AIM: Copy every one of the records below word for word, omitting the pictures from your reproduction.

Object-pointing dataset rows:
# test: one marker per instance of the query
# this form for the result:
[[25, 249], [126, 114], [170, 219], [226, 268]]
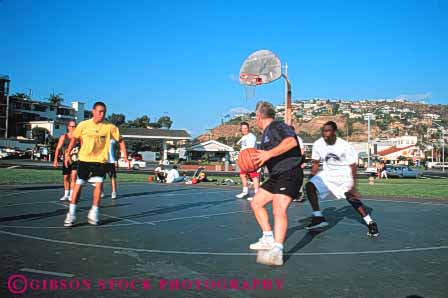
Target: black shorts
[[71, 167], [286, 183], [111, 170], [88, 170]]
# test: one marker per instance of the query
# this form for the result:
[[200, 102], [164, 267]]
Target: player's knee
[[279, 212], [309, 186]]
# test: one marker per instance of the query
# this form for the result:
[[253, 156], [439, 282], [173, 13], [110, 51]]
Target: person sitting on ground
[[173, 176], [203, 178], [160, 173]]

THE SOLUTION:
# test: one marker per instance of the query
# this form for the result:
[[25, 249], [126, 114], [170, 219], [226, 268]]
Target: black shorts
[[71, 167], [286, 183], [111, 170], [88, 170]]
# test: one marker per instance of the query
# this form for the result:
[[200, 102], [164, 267]]
Target: player's knee
[[279, 212], [309, 186]]
# test: one marker per instance of the query
# this form for the result:
[[253, 156], [439, 282], [173, 13], [110, 51]]
Target: person sitting on ground
[[173, 176], [203, 178], [160, 173]]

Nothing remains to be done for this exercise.